EXERCISE DETAILS:
Pick out every line in the rows below that contains the word "nose", and copy each one. Case matters when matching.

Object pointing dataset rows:
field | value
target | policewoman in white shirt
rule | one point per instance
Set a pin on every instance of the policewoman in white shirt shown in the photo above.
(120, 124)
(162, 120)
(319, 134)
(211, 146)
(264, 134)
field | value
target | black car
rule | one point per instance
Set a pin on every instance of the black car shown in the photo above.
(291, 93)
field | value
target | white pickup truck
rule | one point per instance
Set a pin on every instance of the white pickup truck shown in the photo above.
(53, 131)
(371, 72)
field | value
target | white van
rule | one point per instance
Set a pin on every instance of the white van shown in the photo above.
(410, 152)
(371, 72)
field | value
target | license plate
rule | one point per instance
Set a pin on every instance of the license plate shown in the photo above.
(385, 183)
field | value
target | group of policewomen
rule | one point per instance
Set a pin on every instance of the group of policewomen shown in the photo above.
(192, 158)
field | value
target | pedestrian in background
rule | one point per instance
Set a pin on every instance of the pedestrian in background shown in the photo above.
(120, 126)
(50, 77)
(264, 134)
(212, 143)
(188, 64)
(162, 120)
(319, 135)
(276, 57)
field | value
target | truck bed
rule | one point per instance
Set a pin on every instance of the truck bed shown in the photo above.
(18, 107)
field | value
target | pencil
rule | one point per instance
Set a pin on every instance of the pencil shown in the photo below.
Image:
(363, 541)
...
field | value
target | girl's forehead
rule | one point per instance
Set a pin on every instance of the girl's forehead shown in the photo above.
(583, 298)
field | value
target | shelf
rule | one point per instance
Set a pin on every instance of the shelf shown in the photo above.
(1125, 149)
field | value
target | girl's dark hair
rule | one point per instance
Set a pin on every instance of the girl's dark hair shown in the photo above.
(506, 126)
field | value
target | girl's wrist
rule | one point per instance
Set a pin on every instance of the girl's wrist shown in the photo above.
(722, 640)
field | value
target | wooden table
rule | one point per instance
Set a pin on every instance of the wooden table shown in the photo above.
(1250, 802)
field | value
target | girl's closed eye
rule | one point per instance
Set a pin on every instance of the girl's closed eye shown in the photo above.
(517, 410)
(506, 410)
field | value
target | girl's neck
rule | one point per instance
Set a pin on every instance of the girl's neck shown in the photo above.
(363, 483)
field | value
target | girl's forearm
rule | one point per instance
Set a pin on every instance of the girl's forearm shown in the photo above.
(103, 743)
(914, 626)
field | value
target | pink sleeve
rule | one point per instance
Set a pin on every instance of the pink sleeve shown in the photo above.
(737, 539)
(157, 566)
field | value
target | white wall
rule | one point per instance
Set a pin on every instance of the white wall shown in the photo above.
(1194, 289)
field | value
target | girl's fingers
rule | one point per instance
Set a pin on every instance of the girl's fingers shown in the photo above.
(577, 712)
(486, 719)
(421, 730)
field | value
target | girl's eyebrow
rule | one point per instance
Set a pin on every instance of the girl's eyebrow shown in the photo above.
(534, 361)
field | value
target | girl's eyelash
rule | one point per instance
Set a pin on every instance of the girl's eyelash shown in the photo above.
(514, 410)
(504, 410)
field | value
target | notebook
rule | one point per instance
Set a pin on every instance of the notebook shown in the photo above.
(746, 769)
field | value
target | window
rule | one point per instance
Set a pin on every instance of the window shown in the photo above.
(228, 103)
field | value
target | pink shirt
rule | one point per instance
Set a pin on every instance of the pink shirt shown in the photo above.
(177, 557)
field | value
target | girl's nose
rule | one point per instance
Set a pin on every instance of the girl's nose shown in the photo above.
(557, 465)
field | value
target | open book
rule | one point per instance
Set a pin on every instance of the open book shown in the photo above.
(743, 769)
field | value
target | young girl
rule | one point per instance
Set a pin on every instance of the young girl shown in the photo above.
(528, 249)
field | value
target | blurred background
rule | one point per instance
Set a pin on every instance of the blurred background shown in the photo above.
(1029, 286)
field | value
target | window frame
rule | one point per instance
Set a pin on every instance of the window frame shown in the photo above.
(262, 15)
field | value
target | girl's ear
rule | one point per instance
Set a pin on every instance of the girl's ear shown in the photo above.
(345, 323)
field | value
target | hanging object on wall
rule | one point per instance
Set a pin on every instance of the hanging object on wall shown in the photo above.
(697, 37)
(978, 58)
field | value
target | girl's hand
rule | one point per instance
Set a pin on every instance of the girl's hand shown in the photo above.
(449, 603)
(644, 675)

COMPLETED TASK:
target | girl's nose
Set a pin on every instance of the girl's nose shown in the photo above.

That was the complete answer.